● WORK TO COMPLETE: Reproduce the stretch of the abstract from "Method: Using different" through "for this deletion.".

[Opening SOURCE EXTRACT section]

ESPE Abstracts (2014) 82 P-D-1-1-238

Homozygous Deletion of The TSH[beta] Subunit Gene Causes Congenital Secondary Hypothyroidism in a Consanguineous Family of Turkish Descent

Pia Hermannsa, Cherize Klotzb, Robert Couchc, Norma Leonardb & Joachim Pohlenza


aDepartment of Pediatrics, University Medical Center Mainz, Mainz, Germany; bUniversity of Alberta Hospital, Edmonton, Alberta, Canada; cPediatric Endocrinology, Walter Mackenzie Health Sciences Centre, Edmonton, Alberta, Canada


Background: A 6-week-old male was admitted for investigation of prolonged jaundice. The pregnancy was unremarkable with a normal at term delivery. The neonatal screening was unremarkable. The boy was born to consanguineous parents of Turkish descent.

Objective and hypotheses: At presentation serum levels of thyrotropin, T4 and T3 were low and prolactin slightly elevated. Venous TSH was undetectable low. Central hypothyroidism was diagnosed and a TSH beta gene mutation was hypothesized.

Method: Using different PCR protocols, we were unable to amplify both coding exons of the boy’s TSHbeta gene, which suggested a deletion of the coding sequence. An array comparative genomic hybridization (aCGH) was performed using specific probes around the TSHbeta gene locus on chromosome 1.

Results: The propositus was homozygous for a 6 kb deletion spanning all exons, as well as parts of the 5’ UTR of the TSHbeta gene. Both parents were heterozygous for this deletion.

Conclusion: This is the first report of a large deletion in the TSH beta gene. Isolated congenital secondary hypothyroidism (ICSH) is rare but important, since most patients with ICSH are diagnosed later in life, which results in severe growth failure and intellectual disability. Our study shows again that neonatal screening for both, fT4 and TSH is desirable. It would help to prevent symptoms of hypothyroidism in affected individuals.

[Closing SOURCE EXTRACT section]
[Opening GIVEN INFORMATION section]

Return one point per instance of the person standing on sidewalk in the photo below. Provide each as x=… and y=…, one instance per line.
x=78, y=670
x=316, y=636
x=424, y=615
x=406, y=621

[Closing GIVEN INFORMATION section]

● PROBLEM SOLUTION:
Method: Using different PCR protocols, we were unable to amplify both coding exons of the boy’s TSHbeta gene, which suggested a deletion of the coding sequence. An array comparative genomic hybridization (aCGH) was performed using specific probes around the TSHbeta gene locus on chromosome 1.

Results: The propositus was homozygous for a 6 kb deletion spanning all exons, as well as parts of the 5’ UTR of the TSHbeta gene. Both parents were heterozygous for this deletion.